SUS INSTRUCCIONES
Identifique en los registros cada línea que contenga la palabra "ground" y cópiela. Tenga en cuenta que se distinguen mayúsculas y minúsculas.

REGISTROS DE LA TAREA
------
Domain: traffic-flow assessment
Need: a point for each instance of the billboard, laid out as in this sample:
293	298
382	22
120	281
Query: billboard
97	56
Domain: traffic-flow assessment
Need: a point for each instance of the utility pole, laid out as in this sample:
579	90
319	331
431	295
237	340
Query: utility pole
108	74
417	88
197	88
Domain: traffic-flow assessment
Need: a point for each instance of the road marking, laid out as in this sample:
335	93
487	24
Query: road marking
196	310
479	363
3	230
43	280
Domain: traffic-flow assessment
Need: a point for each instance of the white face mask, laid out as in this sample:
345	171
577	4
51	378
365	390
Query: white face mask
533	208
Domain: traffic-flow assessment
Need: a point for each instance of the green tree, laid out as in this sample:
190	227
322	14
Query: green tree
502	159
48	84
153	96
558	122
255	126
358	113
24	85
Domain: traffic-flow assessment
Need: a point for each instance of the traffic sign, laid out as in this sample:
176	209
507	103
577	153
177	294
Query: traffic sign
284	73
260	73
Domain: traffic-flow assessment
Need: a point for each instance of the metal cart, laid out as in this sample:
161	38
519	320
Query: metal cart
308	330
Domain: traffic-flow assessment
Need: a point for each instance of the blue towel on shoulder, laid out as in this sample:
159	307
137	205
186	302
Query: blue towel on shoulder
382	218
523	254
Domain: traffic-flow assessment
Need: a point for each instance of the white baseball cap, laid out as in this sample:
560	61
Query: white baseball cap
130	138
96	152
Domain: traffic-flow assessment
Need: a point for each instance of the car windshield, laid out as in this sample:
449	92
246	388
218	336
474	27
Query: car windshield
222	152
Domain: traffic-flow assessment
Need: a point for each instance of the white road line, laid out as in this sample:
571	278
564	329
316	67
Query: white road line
------
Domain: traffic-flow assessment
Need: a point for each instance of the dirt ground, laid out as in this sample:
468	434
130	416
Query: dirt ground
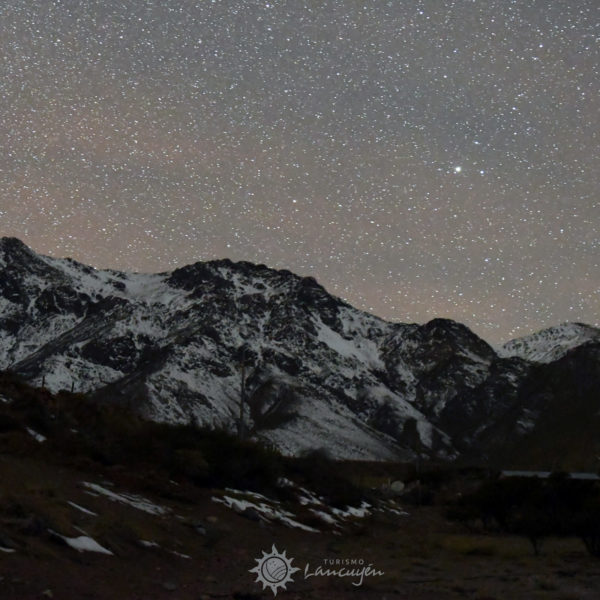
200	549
------
RESPUESTA ESCRITA
Need: a point for each instance of the dirt ground, laid out as in this sample:
Query: dirt ground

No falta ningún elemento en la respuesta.